SOURCE EXCERPT:
Wednesday, 31 October 2012

Founders Thoughts: Voluntary and apprenticeship magic

The trouble with anything purporting to be magical is that magic comes in two forms - good and evil, so whether you are interested in signing up for voluntary or apprentice schemes is best to be aware of what should be the benefits and how to reduce the risk of the pitfalls. That applies to candidates as much as enterprises and organisations. 

Voluntary vehicles

With voluntary positions, the aim is to for the enterprise to gain an extra pair of hands and for the volunteer to gain from having a new experience. Unlike apprenticeships there is no formal training requirement and there are no wages whatsoever, although some expenses (e.g. travel, meals and where applicable accommodation) are sometimes offered. Expenses are not compulsory for enterprises to pay, but it is advisable if you wish to retain good volunteers to secure their continued interest and loyalty.

The whole area of the voluntary sector is riddled with challenges to overcome and grey areas such as how do you run a voluntary organisation when you cannot hold people to a contract when they are volunteering for you? How can you maintain consistency of service and/or product delivery with a high turnover of staff that continually need induction training of some kind and who can say, "I'm sorry I can't (or won't) do that task." The answer is to employ key personnel and pay them a wage, but that is not always possible. The Citizens Advice Bureau for example is a charity that is staffed almost entirely by volunteers from all walks of life.

Volunteers though can become dissatisfied because of the lack for formal training, a structure to their expected duties and opportunities for qualifications which the organisation may simply not have a budget for. However, to gain an insight to new job roles; to hone or gain new skills or confidence or to simply make new friends it can be an invaluable and profoundly rewarding experience.

Local Community Volunteer Services (CVS) can play an important role in helping to match interest from prospective volunteers with the skill needs of the enterprise. However, it remains the responsibility of the organisation to be clear and adhere to what they can offer and be diligent in ensuring that they are organised when it comes to making contact, with volunteers and keeping them them informed.

My own experiences echo this for as a former manager who helped to develop volunteers I recognised the importance of listening to their interests for development so that it became a exercise in negotiation to ensure a happy mix of something for them, and something from them for the company. However, as former volunteer I have had a couple of negative experiences due to expectations that I would go beyond what I had offered for free with no pay, but mainly due to the length of time it takes for some organisations to get back to me as to whether they needed me or not. Not good, fortunately though the majority of organisations offering volunteer work do not behave that way. Most of the time I am happy to report no such problems whenever I have taken on voluntary work.

Who uses volunteers?

AIM:
Answer from the volunteering post:
1. Which expenses does it say are sometimes offered to volunteers?
2. Which charity does it name as staffed almost entirely by volunteers?
3. What does it say local Community Volunteer Services can help match?
The material after this point is separate from the volunteering post.

RECORDS:
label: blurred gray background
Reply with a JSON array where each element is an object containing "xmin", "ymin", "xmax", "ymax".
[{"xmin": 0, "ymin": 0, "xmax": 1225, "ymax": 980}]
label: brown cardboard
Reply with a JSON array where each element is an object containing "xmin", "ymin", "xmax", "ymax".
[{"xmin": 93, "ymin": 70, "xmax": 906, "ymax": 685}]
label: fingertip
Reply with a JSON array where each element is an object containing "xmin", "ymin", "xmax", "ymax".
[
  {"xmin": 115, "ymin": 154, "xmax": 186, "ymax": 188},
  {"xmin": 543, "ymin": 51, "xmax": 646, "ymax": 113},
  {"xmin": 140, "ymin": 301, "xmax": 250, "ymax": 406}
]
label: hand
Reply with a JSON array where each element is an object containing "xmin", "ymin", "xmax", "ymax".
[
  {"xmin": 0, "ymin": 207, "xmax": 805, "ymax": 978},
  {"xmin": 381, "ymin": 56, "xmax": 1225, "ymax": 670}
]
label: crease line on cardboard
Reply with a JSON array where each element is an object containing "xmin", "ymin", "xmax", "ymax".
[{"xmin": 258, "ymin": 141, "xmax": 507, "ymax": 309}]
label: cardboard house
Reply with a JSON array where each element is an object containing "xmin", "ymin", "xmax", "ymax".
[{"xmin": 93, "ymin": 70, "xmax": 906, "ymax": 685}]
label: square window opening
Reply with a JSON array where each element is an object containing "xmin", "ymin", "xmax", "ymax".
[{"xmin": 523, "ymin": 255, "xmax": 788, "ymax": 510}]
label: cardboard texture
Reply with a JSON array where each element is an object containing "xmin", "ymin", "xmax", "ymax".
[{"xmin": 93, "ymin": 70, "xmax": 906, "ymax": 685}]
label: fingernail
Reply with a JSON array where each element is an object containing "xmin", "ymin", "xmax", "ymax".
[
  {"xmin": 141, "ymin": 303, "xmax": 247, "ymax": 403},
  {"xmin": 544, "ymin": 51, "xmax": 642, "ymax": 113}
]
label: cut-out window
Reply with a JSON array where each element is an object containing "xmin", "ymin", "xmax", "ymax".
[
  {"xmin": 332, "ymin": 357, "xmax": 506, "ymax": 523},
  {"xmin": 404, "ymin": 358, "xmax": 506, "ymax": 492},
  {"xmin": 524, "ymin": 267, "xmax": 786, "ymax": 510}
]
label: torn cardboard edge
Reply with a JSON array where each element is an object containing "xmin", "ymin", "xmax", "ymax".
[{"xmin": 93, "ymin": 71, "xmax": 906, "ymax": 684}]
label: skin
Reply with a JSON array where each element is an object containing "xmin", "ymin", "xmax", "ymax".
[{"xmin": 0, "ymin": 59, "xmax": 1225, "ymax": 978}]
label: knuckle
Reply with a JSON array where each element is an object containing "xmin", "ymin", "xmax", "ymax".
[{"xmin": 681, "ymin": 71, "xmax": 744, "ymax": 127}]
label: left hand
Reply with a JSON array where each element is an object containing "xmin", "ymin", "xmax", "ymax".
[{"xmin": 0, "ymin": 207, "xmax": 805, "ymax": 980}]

FULL RESPONSE:
1. Travel, meals, and, where applicable, accommodation.
2. The Citizens Advice Bureau.
3. Interest from prospective volunteers with the skill needs of the enterprise.